# Directions for this task
If a line in the entries includes "building", show that line.

# Data to process
————

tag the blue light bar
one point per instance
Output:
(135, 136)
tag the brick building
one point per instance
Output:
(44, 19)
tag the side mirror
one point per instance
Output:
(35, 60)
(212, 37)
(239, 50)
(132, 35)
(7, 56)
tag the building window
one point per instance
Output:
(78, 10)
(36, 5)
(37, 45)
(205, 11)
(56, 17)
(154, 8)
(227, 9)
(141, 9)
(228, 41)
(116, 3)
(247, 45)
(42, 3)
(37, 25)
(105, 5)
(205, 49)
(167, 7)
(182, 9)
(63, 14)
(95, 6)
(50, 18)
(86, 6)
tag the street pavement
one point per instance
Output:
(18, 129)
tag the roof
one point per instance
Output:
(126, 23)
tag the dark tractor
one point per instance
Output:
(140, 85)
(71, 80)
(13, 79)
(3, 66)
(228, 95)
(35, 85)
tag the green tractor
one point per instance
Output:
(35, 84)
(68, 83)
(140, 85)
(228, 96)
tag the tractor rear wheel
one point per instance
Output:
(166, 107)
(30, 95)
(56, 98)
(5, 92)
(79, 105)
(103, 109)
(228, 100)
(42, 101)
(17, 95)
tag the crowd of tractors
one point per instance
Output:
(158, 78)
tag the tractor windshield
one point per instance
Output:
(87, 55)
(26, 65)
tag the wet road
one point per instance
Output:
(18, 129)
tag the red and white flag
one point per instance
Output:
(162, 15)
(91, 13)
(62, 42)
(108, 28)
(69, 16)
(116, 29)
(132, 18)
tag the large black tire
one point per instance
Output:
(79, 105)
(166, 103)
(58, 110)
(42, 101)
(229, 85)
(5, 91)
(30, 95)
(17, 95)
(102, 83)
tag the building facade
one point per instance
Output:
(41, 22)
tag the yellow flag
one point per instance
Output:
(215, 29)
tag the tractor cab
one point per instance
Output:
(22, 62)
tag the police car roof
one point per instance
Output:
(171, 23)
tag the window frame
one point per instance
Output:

————

# The completed task
tag the brick building
tag the building window
tag the building facade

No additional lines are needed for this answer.